GIVEN INSTRUCTION 1: Extract each line of the rows below that contains the string "sign", treating uppercase and lowercase as distinct.

TEXT BLOCK:
------------------------------

The corresponding ETC curve looks like this. Now it looks even worse.

A quick note about the ETC curves. Why do it this way? Well, according to SL, there is some study data that the distortion is audible if the curve suggests energy storage earlier than 30dB. So this transient "smearing" would be on the edge of audibility. Now, I have not seen the study data myself, so I'll reserve complete judgment on this. I would just keep it in the back of my mind, so to speak.

Now, a bit more explaining how the curves above were generated. No actual, real, physical drivers were harmed, or otherwise used to generate the above graphs. Turns out you can do this all mathematically. In very general terms, if you have a device and know it's impulse response, then you can generate it's response to any time domain signal through a technique known as convolution. What I've done is modeled the frequency response in Soundeasy and generated the corresponding minimum phase curve. Then, I imported the data into Praxis, and I used the inverse Fourier Transform to generate the corresponding impulse response. Once you have the impulse response, you can convolve, or, in my case, convolute the 4 cycle transients with the impulse response, again, using Praxis. And viola, you know exactly what the output of the system would be.

------------------------------

(Pointing and labeling rows)
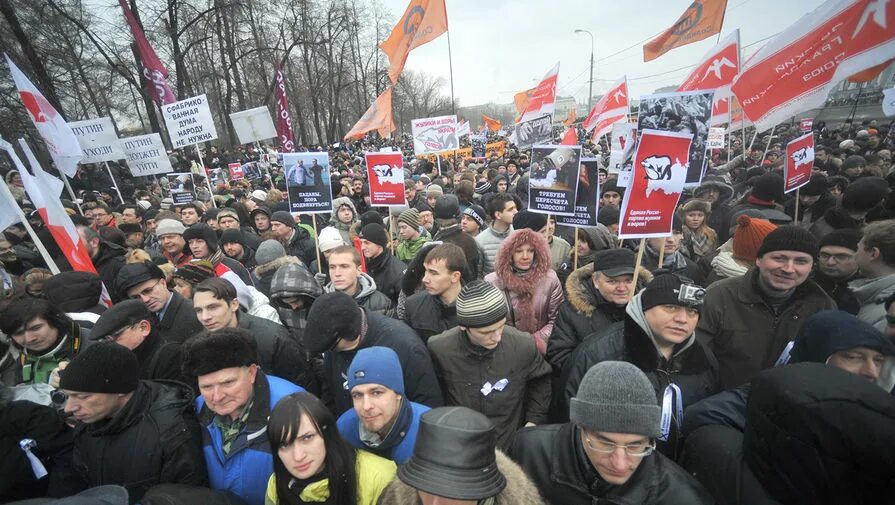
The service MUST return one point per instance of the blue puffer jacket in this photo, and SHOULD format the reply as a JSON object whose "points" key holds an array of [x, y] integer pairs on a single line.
{"points": [[398, 445], [245, 471]]}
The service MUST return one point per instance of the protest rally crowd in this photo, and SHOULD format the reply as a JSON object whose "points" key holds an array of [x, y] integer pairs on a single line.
{"points": [[275, 323]]}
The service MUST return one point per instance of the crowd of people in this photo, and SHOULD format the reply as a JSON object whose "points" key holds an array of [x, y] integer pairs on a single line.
{"points": [[462, 349]]}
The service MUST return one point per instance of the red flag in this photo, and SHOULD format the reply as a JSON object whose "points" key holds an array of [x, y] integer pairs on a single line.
{"points": [[284, 121], [796, 70], [543, 99], [799, 162], [612, 108], [422, 22], [700, 21], [153, 70]]}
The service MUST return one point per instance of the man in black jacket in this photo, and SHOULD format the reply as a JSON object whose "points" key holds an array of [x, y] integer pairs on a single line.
{"points": [[607, 453], [217, 307], [130, 324], [339, 328], [129, 432], [146, 282]]}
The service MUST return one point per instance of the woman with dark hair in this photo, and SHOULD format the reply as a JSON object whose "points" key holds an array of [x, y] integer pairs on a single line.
{"points": [[44, 335], [312, 462]]}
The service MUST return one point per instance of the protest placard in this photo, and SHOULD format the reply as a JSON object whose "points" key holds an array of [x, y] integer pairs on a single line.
{"points": [[98, 140], [308, 182], [146, 155], [434, 134], [385, 171], [553, 179], [588, 198], [189, 121], [799, 162], [659, 175]]}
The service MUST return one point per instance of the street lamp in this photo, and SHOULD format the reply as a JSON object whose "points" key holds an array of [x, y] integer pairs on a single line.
{"points": [[590, 88]]}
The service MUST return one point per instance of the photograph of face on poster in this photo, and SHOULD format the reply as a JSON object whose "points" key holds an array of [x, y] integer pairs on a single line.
{"points": [[687, 112]]}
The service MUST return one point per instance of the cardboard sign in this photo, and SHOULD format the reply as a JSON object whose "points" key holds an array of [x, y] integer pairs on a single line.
{"points": [[799, 162], [385, 171], [657, 181], [146, 155], [98, 140], [189, 121]]}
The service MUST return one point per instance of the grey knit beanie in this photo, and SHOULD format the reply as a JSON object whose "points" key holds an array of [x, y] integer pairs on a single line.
{"points": [[616, 397]]}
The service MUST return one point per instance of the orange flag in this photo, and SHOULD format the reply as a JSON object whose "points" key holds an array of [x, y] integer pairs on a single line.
{"points": [[422, 22], [492, 123], [700, 21], [378, 117], [571, 118]]}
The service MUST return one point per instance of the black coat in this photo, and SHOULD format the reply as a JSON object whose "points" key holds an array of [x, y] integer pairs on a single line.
{"points": [[420, 383], [553, 457], [154, 439], [694, 369], [428, 315], [180, 321]]}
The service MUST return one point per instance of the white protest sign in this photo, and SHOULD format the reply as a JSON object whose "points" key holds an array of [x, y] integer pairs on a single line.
{"points": [[434, 134], [715, 139], [98, 140], [253, 125], [145, 155], [189, 121]]}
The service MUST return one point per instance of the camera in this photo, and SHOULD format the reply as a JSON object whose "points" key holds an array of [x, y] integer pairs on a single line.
{"points": [[691, 294]]}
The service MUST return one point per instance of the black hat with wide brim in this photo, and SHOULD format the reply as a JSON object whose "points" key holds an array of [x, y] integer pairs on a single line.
{"points": [[454, 456]]}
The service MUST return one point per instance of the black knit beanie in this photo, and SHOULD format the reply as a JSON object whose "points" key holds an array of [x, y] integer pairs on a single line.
{"points": [[789, 238], [102, 368]]}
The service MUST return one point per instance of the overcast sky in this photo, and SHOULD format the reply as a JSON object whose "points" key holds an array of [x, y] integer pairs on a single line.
{"points": [[501, 47]]}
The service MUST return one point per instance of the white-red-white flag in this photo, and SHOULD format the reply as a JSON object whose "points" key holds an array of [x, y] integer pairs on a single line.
{"points": [[716, 70], [796, 70], [612, 108], [61, 142], [543, 99]]}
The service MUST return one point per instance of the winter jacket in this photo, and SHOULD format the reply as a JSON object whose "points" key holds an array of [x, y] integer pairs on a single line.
{"points": [[373, 475], [263, 274], [153, 439], [518, 491], [743, 331], [534, 296], [553, 457], [368, 297], [387, 271], [247, 468], [179, 322], [398, 444], [583, 312], [428, 315], [489, 240], [420, 383], [692, 368], [467, 371], [871, 295], [278, 353]]}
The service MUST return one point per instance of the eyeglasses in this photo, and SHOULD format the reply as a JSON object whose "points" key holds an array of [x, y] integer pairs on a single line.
{"points": [[145, 292], [638, 450]]}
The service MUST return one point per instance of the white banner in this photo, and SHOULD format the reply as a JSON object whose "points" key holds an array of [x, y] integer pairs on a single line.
{"points": [[435, 134], [253, 125], [98, 140], [189, 121], [145, 155]]}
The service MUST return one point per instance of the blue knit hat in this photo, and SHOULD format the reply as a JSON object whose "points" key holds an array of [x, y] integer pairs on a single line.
{"points": [[376, 365]]}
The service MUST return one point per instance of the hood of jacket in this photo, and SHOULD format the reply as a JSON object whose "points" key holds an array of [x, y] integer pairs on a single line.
{"points": [[294, 279], [819, 435], [583, 295]]}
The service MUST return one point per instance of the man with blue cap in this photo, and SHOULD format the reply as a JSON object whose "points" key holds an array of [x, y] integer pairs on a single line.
{"points": [[383, 421]]}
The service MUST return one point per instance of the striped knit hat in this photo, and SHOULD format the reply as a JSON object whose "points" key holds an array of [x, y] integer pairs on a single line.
{"points": [[480, 304]]}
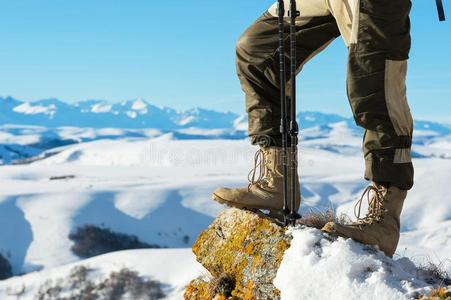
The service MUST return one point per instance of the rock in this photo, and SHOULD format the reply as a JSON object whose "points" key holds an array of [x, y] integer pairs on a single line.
{"points": [[242, 251]]}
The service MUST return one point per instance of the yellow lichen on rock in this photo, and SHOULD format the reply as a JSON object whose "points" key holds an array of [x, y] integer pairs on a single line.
{"points": [[244, 247]]}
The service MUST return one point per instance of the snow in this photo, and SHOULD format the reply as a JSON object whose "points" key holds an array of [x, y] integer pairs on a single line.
{"points": [[317, 268], [29, 109], [172, 267], [101, 108], [156, 184], [131, 114], [139, 105]]}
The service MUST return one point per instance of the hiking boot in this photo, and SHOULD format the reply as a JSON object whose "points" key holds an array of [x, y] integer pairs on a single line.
{"points": [[264, 191], [380, 227]]}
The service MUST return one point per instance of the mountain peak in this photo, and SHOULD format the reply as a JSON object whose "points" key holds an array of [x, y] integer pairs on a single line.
{"points": [[139, 104]]}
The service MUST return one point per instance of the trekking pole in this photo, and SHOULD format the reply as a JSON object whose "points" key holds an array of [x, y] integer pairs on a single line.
{"points": [[441, 11], [283, 104], [294, 128]]}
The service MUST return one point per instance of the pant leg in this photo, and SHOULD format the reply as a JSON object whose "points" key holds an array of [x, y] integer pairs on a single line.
{"points": [[258, 63], [379, 44]]}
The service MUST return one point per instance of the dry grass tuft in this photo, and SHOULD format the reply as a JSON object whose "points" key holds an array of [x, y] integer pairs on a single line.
{"points": [[435, 274], [319, 218], [222, 285]]}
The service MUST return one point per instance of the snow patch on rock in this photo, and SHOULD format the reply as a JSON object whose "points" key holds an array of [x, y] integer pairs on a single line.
{"points": [[315, 267]]}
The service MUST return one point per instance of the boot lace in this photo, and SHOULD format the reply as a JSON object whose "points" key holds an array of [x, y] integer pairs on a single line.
{"points": [[375, 205], [259, 166]]}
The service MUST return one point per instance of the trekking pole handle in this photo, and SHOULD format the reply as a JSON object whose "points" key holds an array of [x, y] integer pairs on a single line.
{"points": [[440, 10]]}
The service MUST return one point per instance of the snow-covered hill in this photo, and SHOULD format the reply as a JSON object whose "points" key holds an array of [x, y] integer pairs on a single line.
{"points": [[139, 113], [156, 183]]}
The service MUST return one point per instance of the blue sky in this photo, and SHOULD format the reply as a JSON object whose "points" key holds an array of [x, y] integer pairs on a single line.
{"points": [[181, 54]]}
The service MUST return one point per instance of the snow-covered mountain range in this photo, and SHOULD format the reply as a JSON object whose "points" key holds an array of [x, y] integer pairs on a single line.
{"points": [[148, 171], [139, 114]]}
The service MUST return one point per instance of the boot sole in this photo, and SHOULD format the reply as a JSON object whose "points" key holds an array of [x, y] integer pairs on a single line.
{"points": [[273, 213]]}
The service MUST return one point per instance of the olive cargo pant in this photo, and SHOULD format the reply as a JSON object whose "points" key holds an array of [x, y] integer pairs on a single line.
{"points": [[377, 34]]}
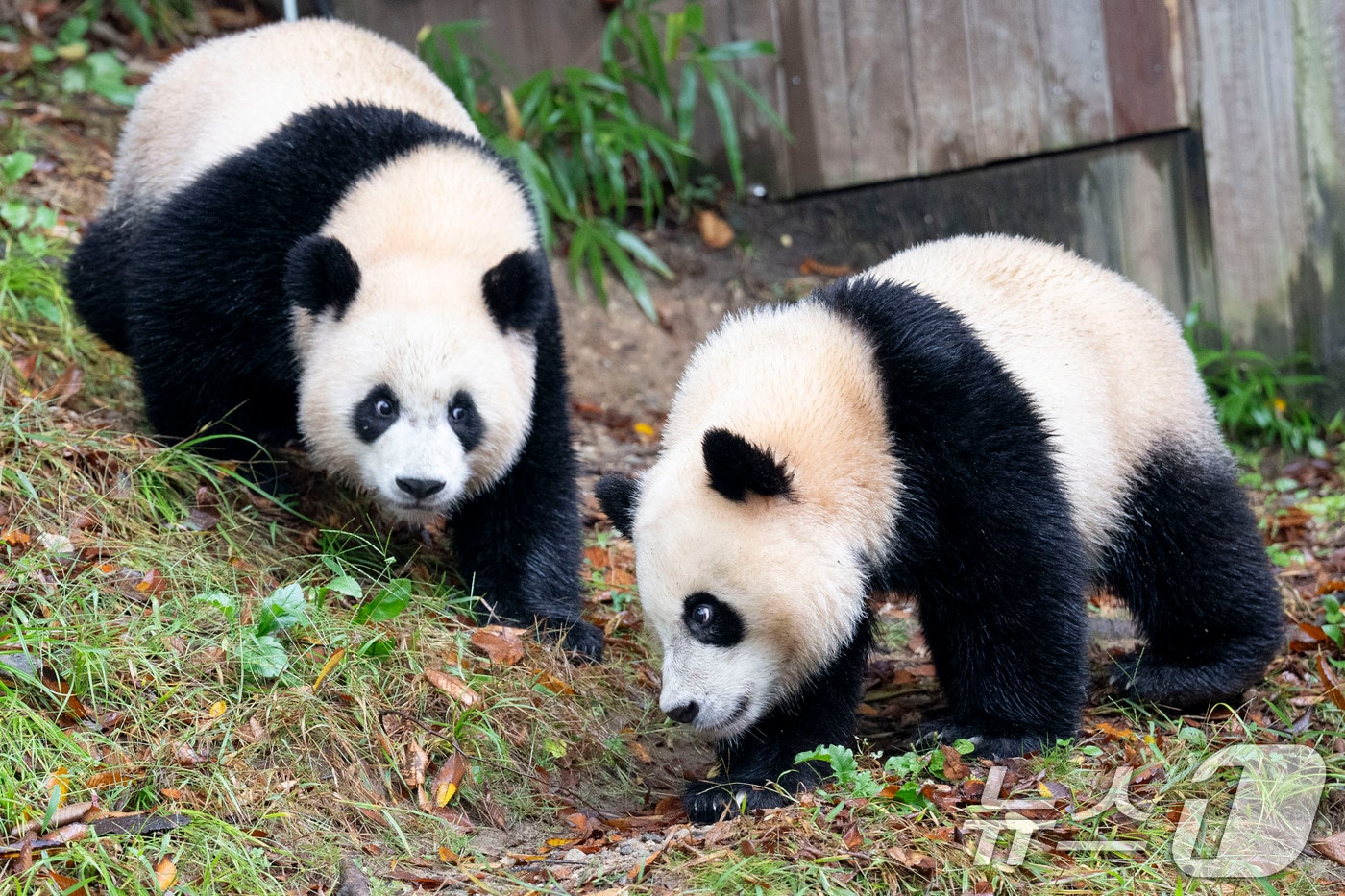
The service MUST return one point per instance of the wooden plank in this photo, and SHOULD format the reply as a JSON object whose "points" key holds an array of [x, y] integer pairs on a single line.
{"points": [[1318, 281], [1150, 228], [1073, 66], [1145, 86], [1006, 78], [399, 20], [814, 60], [1241, 170], [880, 98], [941, 73]]}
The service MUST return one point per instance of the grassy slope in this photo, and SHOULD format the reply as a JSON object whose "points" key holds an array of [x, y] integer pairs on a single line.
{"points": [[120, 684]]}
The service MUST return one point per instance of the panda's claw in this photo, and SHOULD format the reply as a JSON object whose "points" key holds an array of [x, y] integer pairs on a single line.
{"points": [[709, 801], [988, 741]]}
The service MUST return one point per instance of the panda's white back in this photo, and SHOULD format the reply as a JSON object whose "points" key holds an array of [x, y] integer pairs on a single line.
{"points": [[1103, 361], [232, 91]]}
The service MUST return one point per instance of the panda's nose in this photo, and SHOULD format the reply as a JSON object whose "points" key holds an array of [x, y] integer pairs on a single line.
{"points": [[420, 489], [685, 714]]}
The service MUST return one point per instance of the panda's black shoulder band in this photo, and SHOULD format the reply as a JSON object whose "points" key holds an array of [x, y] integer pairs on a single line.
{"points": [[518, 289]]}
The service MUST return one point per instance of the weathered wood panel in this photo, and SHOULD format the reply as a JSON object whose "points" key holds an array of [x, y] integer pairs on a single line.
{"points": [[1143, 63], [1129, 206], [884, 89], [1073, 67], [941, 76], [1006, 83], [1247, 170], [880, 94], [881, 89], [1318, 280]]}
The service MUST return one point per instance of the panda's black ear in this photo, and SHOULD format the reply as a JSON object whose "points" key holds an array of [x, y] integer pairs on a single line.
{"points": [[739, 467], [320, 275], [518, 289], [616, 496]]}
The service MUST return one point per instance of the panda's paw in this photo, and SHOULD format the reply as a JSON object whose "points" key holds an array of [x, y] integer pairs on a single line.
{"points": [[1152, 678], [709, 801]]}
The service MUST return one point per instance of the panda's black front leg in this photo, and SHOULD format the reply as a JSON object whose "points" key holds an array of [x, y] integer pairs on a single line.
{"points": [[1009, 643], [518, 543], [756, 770]]}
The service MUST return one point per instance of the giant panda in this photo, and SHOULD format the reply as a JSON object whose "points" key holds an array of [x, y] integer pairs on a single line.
{"points": [[306, 235], [990, 424]]}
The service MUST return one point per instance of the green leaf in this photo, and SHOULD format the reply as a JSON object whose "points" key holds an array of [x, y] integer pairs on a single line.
{"points": [[73, 30], [15, 214], [137, 17], [262, 655], [642, 252], [346, 586], [16, 164], [740, 50], [728, 127], [389, 603], [282, 608], [43, 218], [219, 600], [380, 646]]}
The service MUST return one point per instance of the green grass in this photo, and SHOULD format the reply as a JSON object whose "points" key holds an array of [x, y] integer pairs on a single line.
{"points": [[120, 681]]}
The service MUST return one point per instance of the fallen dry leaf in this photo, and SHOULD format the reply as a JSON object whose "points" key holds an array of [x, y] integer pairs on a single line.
{"points": [[811, 267], [417, 761], [110, 778], [453, 687], [716, 231], [62, 817], [1332, 848], [329, 666], [448, 778], [1331, 682], [501, 644], [165, 875], [952, 765], [851, 837]]}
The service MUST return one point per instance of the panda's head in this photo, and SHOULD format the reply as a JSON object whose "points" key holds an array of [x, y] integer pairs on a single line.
{"points": [[743, 577], [417, 372]]}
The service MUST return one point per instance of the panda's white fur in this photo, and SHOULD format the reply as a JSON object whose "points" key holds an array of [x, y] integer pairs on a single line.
{"points": [[306, 233], [1110, 375], [231, 93], [988, 423], [1103, 361], [419, 325], [746, 378]]}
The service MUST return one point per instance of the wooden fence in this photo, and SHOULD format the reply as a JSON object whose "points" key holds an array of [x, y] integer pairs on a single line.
{"points": [[880, 90]]}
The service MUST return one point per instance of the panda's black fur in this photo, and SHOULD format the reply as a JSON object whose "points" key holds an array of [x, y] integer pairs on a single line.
{"points": [[195, 292], [985, 540]]}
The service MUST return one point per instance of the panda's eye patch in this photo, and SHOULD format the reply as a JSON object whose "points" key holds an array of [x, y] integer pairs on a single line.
{"points": [[376, 413], [710, 620], [464, 420]]}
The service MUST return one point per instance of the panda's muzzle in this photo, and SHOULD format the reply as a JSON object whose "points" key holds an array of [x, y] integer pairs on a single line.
{"points": [[420, 489]]}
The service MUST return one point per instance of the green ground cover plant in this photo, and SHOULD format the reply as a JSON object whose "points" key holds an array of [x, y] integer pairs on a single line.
{"points": [[238, 695], [601, 148]]}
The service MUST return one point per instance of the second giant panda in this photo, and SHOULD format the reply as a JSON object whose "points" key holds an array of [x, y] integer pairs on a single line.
{"points": [[990, 424], [306, 235]]}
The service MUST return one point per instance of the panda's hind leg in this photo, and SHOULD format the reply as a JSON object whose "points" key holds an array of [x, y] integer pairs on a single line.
{"points": [[1189, 564]]}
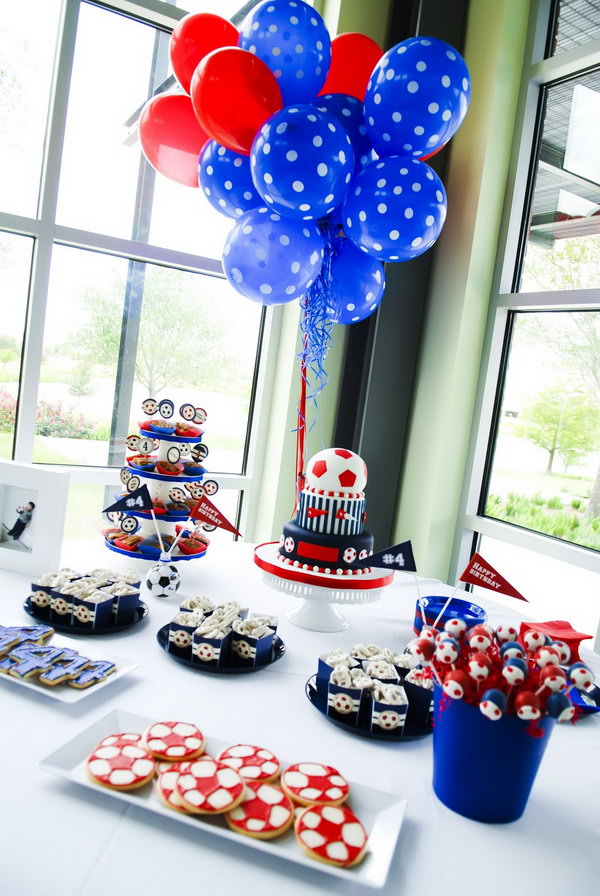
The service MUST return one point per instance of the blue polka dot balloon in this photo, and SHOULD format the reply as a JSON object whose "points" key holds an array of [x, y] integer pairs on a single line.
{"points": [[357, 285], [395, 208], [302, 162], [292, 39], [271, 259], [417, 97], [225, 179], [351, 113]]}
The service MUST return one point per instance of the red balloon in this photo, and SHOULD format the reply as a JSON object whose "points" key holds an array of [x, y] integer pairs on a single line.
{"points": [[233, 93], [171, 137], [353, 58], [193, 38]]}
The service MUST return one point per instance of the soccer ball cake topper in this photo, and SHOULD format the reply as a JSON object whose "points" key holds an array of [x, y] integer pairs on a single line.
{"points": [[336, 470]]}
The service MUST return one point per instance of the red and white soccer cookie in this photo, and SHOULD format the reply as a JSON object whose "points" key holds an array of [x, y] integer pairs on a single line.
{"points": [[208, 787], [253, 763], [265, 812], [174, 740], [166, 789], [121, 765], [310, 782], [331, 834]]}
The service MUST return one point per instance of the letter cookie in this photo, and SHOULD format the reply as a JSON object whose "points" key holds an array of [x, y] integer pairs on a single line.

------------------------------

GIVEN INSTRUCTION 2: From the passage on ETC curves above, quote the section that begins at the words "A quick note" and stops after "so to speak.".

TASK RESULT 1:
The service MUST return one point per instance of the cardboard sign in this photo, and SHOULD format the reply as a JSON object whose "points" key holds an array of [x, y] integer pairs on a single line.
The service MUST return one point per instance of the white protest sign in this photo, and SHOULD format the reply as a JSON object whose "points" key holds an array of [x, y] integer pairs on a single line.

TASK RESULT 2:
A quick note about the ETC curves. Why do it this way? Well, according to SL, there is some study data that the distortion is audible if the curve suggests energy storage earlier than 30dB. So this transient "smearing" would be on the edge of audibility. Now, I have not seen the study data myself, so I'll reserve complete judgment on this. I would just keep it in the back of my mind, so to speak.